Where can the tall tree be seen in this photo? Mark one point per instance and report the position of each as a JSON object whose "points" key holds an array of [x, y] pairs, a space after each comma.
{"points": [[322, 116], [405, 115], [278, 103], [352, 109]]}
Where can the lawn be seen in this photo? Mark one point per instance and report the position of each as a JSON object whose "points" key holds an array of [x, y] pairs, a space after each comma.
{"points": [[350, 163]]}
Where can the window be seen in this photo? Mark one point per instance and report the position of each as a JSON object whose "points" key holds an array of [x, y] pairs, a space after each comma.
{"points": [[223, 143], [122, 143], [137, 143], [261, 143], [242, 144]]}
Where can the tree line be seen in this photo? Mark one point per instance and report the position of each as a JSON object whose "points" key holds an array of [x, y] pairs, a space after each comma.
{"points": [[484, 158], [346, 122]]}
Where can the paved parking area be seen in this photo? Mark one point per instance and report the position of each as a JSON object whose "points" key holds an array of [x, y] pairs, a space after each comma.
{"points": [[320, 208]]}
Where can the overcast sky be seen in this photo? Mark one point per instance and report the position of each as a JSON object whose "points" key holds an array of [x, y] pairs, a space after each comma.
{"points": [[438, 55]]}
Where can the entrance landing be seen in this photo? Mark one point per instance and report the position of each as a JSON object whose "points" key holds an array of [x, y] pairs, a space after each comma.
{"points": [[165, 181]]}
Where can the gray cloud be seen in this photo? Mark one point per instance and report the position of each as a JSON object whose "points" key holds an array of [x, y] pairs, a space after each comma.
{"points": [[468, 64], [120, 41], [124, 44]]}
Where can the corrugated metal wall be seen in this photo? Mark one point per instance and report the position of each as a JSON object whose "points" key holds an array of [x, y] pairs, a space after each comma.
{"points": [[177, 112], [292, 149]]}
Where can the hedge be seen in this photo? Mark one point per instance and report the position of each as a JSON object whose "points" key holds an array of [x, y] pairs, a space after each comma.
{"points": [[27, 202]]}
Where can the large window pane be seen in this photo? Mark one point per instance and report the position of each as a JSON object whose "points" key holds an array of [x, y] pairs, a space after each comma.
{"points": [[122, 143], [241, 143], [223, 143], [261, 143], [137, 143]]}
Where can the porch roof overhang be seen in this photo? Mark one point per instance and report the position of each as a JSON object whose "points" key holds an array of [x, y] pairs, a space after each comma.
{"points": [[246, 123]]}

* * * *

Render the lines above as a Markdown table with the columns "Row" and "Line". Include only the lines from the one containing "Where can the porch" through the last line, numbering each row and leaving out blank lines.

| Row | Line |
|---|---|
| 1 | Where can the porch roof overhang be seen in this photo? Mark one point per instance and report the position of each as a JSON object whose "points" key holds an array of [x, y] pairs, a space after each comma. |
| 2 | {"points": [[246, 123]]} |